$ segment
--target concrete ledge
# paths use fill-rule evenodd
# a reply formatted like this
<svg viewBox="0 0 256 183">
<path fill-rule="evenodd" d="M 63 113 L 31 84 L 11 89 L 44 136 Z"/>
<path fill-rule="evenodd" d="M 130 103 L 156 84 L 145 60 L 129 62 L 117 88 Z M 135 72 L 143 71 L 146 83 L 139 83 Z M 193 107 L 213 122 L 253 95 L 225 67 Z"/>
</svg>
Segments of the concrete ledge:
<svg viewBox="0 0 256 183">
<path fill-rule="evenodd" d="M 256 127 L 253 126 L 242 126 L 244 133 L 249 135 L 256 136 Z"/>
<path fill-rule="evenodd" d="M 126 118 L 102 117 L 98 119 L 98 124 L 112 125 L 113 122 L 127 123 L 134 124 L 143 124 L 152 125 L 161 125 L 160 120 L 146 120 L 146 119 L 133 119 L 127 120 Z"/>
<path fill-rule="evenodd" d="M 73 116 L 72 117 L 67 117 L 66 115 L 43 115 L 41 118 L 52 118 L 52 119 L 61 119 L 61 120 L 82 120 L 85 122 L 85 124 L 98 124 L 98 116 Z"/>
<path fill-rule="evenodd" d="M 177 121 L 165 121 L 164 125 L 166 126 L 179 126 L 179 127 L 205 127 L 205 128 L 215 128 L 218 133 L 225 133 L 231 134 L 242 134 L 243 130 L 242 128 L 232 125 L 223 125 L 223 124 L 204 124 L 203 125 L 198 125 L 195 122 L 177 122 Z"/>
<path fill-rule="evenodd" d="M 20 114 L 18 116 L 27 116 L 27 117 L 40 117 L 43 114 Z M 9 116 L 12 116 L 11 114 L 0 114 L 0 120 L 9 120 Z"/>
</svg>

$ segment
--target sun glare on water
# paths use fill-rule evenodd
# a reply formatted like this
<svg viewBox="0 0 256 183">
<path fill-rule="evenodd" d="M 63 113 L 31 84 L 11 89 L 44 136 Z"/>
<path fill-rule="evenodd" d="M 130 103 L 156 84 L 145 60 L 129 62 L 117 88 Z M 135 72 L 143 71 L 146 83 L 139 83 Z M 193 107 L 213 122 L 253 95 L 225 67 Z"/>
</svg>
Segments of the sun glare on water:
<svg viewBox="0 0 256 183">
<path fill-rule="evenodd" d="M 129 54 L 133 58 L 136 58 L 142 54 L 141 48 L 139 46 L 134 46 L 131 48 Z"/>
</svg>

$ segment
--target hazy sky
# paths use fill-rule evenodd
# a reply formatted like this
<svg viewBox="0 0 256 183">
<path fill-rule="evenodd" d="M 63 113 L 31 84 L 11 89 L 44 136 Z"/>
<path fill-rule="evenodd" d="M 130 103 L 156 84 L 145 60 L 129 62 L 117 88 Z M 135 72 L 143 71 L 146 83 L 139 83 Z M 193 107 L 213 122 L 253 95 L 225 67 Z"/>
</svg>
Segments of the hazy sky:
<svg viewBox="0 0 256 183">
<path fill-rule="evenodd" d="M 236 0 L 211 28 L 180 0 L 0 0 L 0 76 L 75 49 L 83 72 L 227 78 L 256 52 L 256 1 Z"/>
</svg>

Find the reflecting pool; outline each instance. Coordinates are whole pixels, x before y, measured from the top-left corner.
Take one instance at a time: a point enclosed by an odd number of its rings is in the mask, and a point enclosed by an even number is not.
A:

----------------

**OBJECTIVE**
Recast every line of the entries above as a Markdown table with two columns, Row and Text, numbering the rows in order and omitting blank lines.

**RESPONSE TO THIS TASK**
| Row | Text |
|---|---|
| 1 | $ segment |
| 2 | --target concrete ledge |
| 3 | # paths use fill-rule evenodd |
| 4 | # a reply formatted like this |
| 5 | <svg viewBox="0 0 256 183"> |
| 6 | <path fill-rule="evenodd" d="M 63 113 L 31 84 L 11 89 L 44 136 Z"/> |
| 7 | <path fill-rule="evenodd" d="M 130 103 L 156 84 L 145 60 L 129 62 L 117 88 Z M 135 72 L 143 71 L 146 83 L 139 83 Z M 193 107 L 213 122 L 253 95 L 225 67 Z"/> |
| 8 | </svg> |
| 9 | Segments of the concrete ledge: |
| 10 | <svg viewBox="0 0 256 183"> |
| 11 | <path fill-rule="evenodd" d="M 256 127 L 253 126 L 242 126 L 244 133 L 249 135 L 256 136 Z"/> |
| 12 | <path fill-rule="evenodd" d="M 126 118 L 102 117 L 98 119 L 98 124 L 112 125 L 113 122 L 127 123 L 134 124 L 143 124 L 152 125 L 161 125 L 160 120 L 146 120 L 146 119 L 133 119 L 127 120 Z"/> |
| 13 | <path fill-rule="evenodd" d="M 73 116 L 72 117 L 67 117 L 66 115 L 43 115 L 41 118 L 52 118 L 52 119 L 61 119 L 61 120 L 82 120 L 85 122 L 85 124 L 98 124 L 98 116 Z"/> |
| 14 | <path fill-rule="evenodd" d="M 177 121 L 165 121 L 164 125 L 166 126 L 179 126 L 179 127 L 205 127 L 205 128 L 215 128 L 218 133 L 225 133 L 231 134 L 242 134 L 243 130 L 242 128 L 232 125 L 223 125 L 223 124 L 204 124 L 203 125 L 198 125 L 195 122 L 177 122 Z"/> |
| 15 | <path fill-rule="evenodd" d="M 20 114 L 18 116 L 27 116 L 27 117 L 40 117 L 43 114 Z M 9 116 L 12 116 L 11 114 L 0 114 L 0 120 L 9 120 Z"/> |
| 16 | </svg> |
| 17 | $ segment |
| 18 | --target sun glare on water |
| 19 | # paths use fill-rule evenodd |
| 20 | # a reply formatted like this |
| 21 | <svg viewBox="0 0 256 183"> |
| 22 | <path fill-rule="evenodd" d="M 63 113 L 31 84 L 11 89 L 44 136 Z"/> |
| 23 | <path fill-rule="evenodd" d="M 130 103 L 156 84 L 145 60 L 129 62 L 117 88 Z M 135 72 L 143 71 L 146 83 L 139 83 Z M 193 107 L 213 122 L 253 95 L 225 67 Z"/> |
| 24 | </svg> |
| 25 | Segments of the sun glare on water: |
| 26 | <svg viewBox="0 0 256 183"> |
| 27 | <path fill-rule="evenodd" d="M 129 54 L 133 58 L 136 58 L 142 54 L 141 48 L 139 46 L 134 46 L 131 48 Z"/> |
| 28 | </svg> |
| 29 | $ segment |
| 30 | --target hazy sky |
| 31 | # paths use fill-rule evenodd |
| 32 | # a reply formatted like this |
| 33 | <svg viewBox="0 0 256 183"> |
| 34 | <path fill-rule="evenodd" d="M 63 113 L 31 84 L 11 89 L 44 136 Z"/> |
| 35 | <path fill-rule="evenodd" d="M 130 103 L 156 84 L 145 60 L 129 62 L 117 88 Z M 135 72 L 143 71 L 146 83 L 139 83 Z M 193 107 L 213 122 L 253 95 L 225 67 Z"/> |
| 36 | </svg> |
| 37 | Segments of the hazy sky: |
| 38 | <svg viewBox="0 0 256 183"> |
| 39 | <path fill-rule="evenodd" d="M 236 0 L 211 28 L 180 0 L 0 0 L 0 76 L 75 49 L 83 72 L 227 78 L 256 52 L 256 1 Z"/> |
| 40 | </svg> |
| 41 | Find the reflecting pool; outline each instance. Coordinates are whole pixels, x before y, measured from the top-left corner. |
| 42 | Take one instance at a time: a point enclosed by an odd number of its rings is in the mask, and a point enclosed by an even number is not. |
| 43 | A: |